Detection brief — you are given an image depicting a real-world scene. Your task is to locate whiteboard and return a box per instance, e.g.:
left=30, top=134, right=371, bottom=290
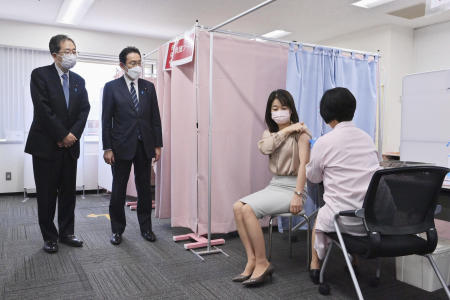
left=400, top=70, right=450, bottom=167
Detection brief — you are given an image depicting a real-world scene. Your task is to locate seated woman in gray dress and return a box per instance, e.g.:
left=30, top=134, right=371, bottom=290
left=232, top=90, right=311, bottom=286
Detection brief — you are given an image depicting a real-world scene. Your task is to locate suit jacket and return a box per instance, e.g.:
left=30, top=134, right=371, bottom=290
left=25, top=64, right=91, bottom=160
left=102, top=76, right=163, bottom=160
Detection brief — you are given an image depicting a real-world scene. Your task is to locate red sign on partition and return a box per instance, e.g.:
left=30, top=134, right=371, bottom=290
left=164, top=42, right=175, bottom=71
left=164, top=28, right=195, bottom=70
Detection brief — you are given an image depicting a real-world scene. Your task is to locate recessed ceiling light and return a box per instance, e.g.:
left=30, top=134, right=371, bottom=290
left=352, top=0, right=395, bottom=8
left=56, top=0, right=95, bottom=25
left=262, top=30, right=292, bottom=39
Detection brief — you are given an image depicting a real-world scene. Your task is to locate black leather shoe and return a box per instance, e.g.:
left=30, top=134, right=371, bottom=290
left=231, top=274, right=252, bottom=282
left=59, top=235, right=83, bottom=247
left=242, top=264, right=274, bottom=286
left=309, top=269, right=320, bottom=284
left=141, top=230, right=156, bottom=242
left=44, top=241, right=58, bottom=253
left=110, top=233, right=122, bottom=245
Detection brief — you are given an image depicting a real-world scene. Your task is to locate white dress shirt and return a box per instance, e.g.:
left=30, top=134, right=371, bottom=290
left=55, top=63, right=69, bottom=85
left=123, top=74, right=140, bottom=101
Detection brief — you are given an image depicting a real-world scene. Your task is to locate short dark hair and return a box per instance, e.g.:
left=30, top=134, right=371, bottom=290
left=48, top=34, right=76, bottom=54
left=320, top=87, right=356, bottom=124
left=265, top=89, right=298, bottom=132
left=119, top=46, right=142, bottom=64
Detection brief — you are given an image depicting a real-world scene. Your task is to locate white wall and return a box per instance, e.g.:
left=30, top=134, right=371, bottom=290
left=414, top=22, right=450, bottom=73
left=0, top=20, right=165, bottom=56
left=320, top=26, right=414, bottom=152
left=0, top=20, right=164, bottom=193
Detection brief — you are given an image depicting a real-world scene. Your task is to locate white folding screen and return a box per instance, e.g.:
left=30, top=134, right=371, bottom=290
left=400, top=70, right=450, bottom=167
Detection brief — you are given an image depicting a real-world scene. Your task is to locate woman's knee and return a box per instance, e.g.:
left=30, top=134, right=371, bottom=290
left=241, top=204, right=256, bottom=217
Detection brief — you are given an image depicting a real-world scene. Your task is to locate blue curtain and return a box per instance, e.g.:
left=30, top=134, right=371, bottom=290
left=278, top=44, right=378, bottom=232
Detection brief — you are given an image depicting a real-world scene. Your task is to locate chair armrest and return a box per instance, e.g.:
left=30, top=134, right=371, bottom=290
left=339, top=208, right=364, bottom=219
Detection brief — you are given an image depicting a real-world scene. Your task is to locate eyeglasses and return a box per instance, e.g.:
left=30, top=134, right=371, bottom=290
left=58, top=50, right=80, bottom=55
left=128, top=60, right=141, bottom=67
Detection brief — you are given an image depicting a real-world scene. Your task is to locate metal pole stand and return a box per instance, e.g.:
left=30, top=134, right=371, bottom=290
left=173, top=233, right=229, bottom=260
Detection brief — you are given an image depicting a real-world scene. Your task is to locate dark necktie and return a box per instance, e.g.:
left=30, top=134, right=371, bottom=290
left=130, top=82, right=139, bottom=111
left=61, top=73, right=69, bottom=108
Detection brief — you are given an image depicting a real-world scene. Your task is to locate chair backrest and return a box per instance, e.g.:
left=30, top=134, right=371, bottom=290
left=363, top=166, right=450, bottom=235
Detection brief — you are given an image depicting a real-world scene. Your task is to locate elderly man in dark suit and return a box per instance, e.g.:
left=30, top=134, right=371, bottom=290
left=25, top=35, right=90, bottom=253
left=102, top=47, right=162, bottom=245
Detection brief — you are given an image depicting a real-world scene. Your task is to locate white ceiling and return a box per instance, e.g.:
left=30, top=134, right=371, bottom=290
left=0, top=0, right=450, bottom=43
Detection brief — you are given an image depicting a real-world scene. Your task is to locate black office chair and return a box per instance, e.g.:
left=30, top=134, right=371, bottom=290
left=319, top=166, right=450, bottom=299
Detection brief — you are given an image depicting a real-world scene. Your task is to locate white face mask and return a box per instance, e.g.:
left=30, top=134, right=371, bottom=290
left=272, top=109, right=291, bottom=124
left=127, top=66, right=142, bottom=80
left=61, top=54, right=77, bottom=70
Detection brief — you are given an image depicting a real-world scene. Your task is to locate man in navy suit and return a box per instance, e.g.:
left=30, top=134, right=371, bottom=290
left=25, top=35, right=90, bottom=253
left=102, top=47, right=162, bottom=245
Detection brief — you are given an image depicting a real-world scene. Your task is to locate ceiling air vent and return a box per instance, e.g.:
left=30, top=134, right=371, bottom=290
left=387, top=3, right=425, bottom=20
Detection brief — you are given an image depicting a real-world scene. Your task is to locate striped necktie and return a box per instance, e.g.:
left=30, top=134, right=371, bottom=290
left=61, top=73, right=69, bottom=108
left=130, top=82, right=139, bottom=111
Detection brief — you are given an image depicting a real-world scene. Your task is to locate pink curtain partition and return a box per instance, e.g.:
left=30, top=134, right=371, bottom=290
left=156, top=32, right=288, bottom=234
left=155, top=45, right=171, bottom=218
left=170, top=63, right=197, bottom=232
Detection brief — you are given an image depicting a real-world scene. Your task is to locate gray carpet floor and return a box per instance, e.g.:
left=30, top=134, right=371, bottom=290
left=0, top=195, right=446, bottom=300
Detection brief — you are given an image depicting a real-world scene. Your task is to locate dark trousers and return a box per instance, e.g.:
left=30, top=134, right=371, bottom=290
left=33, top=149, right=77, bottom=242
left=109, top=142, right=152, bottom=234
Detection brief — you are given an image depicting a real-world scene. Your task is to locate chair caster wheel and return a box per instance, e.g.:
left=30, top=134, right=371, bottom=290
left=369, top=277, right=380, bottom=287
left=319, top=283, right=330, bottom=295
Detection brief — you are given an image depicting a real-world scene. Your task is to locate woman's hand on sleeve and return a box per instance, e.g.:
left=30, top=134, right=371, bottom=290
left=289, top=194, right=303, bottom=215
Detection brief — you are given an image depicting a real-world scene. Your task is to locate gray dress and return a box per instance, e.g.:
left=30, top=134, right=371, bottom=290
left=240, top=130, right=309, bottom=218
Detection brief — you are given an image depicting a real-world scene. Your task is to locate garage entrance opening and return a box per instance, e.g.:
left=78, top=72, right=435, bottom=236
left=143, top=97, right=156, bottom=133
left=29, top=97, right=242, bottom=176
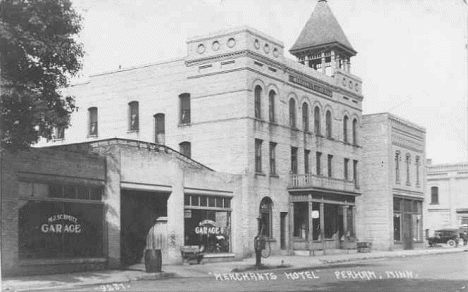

### WYZWANIE
Przepisz bez żadnych zmian wiersze od tego, w którym jest „locate dark trousers”, do tego, w którym jest „left=319, top=283, right=330, bottom=295”, łącznie z oboma.

### ROZWIĄZANIE PONIŻEJ
Detection brief — you are given an image depicting a real-world scene. Your task is to locate dark trousers and return a box per instance, e.g.:
left=30, top=134, right=371, bottom=290
left=33, top=149, right=77, bottom=242
left=109, top=142, right=152, bottom=234
Detection brief — you are given an image depicting a real-world scene. Your task is to locate chair caster wheel and return a box per instance, e.g.:
left=30, top=134, right=371, bottom=290
left=369, top=277, right=380, bottom=287
left=319, top=283, right=330, bottom=295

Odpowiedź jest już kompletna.